Consigne:
Selon l'extrait de page, au cours de quel siècle l'aoudad a-t-il été introduit ?

Extrait de page:
En face, l’aoudad — son cousin nord-africain introduit au XXᵉ siècle — joue les conquérants. Imaginez un SUV sur mode désert : increvable, frugal, capable de survivre là où le natif peine à tenir. « Des centaines parcourent désormais la région », admet le service fédéral des parcs. Chaque canyon devient une scène d’occupation silencieuse : l’exotique s’installe, le local recule. Le duel, en vérité, n’a rien d’un duel : c’est un rouleau compresseur.
C’est une drôle de pédagogie : enseigner la conservation à coups de fusil, et rappeler que même la nature la plus sauvage se gère parfois comme une base militaire.

Données extraites:

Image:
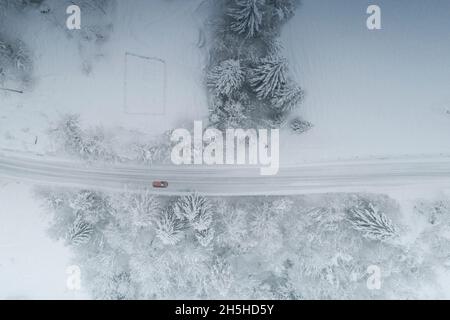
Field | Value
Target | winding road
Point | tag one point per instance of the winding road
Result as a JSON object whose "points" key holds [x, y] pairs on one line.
{"points": [[343, 176]]}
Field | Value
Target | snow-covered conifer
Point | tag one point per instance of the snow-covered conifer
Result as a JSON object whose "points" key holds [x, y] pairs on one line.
{"points": [[247, 16], [269, 76], [372, 223], [191, 207], [287, 98], [226, 78], [80, 233], [169, 228], [300, 126]]}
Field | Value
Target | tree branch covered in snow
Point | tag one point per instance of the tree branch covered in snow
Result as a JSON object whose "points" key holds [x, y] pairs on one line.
{"points": [[372, 223]]}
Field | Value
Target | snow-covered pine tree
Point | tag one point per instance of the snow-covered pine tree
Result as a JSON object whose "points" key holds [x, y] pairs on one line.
{"points": [[246, 16], [226, 78], [228, 113], [372, 223], [191, 207], [205, 237], [287, 98], [169, 228], [298, 125], [80, 233], [268, 76]]}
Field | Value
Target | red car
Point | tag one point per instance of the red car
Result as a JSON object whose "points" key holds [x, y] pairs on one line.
{"points": [[160, 184]]}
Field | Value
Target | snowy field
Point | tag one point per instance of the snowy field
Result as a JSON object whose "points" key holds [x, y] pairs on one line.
{"points": [[87, 77], [381, 93]]}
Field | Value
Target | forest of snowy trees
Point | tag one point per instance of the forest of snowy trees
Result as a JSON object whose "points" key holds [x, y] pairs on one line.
{"points": [[141, 246], [248, 79]]}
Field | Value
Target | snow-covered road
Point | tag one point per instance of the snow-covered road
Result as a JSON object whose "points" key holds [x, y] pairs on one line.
{"points": [[348, 176]]}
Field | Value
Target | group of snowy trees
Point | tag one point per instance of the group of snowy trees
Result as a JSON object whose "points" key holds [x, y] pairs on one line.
{"points": [[248, 79], [139, 246]]}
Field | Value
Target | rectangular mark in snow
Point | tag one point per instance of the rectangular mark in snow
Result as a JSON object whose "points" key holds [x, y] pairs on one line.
{"points": [[145, 85]]}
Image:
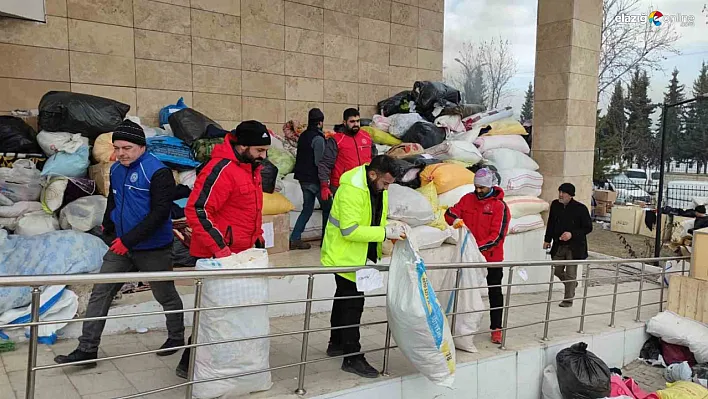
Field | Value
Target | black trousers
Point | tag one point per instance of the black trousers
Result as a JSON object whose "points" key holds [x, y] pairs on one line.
{"points": [[496, 298], [346, 312]]}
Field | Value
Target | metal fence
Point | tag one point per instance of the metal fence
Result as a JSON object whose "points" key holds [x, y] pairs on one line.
{"points": [[36, 282]]}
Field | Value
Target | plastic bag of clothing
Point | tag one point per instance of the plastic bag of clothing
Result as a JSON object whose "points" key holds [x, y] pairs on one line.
{"points": [[68, 164], [581, 374], [173, 152], [168, 110], [424, 133], [231, 324], [61, 111], [84, 213], [396, 104], [17, 136], [190, 125], [417, 321], [269, 175]]}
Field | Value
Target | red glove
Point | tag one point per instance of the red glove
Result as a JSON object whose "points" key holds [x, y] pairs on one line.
{"points": [[325, 192], [223, 253], [118, 248]]}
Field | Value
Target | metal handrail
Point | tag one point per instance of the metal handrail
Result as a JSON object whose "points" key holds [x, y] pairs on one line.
{"points": [[35, 282]]}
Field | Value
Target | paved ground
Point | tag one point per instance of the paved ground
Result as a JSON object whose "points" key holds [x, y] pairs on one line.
{"points": [[140, 374]]}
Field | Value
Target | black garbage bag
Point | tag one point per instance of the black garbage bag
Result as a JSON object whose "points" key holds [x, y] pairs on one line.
{"points": [[428, 95], [61, 111], [581, 374], [17, 136], [269, 175], [424, 133], [190, 125], [396, 104]]}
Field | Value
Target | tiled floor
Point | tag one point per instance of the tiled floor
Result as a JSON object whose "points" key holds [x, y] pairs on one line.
{"points": [[140, 374]]}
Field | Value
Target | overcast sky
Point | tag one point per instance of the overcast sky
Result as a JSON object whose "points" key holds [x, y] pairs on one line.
{"points": [[515, 20]]}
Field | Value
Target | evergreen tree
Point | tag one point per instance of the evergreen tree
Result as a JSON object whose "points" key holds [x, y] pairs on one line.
{"points": [[527, 108]]}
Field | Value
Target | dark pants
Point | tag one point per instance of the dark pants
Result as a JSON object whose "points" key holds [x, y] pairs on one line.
{"points": [[159, 260], [310, 191], [568, 272], [346, 312], [496, 298]]}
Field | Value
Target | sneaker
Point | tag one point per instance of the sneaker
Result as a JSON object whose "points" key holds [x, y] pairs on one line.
{"points": [[170, 343], [359, 366], [298, 245], [334, 350], [496, 336], [78, 356]]}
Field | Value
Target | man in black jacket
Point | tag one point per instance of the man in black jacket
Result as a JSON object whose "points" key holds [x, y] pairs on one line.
{"points": [[569, 224]]}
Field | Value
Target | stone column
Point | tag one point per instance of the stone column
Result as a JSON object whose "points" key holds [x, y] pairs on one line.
{"points": [[565, 104]]}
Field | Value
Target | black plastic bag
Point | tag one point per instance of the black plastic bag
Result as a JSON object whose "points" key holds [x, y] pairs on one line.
{"points": [[424, 133], [190, 125], [61, 111], [396, 104], [269, 175], [581, 374], [17, 136]]}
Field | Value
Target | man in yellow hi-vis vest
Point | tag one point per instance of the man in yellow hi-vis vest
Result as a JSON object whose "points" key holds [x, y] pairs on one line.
{"points": [[356, 228]]}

Résultat:
Au XXᵉ siècle.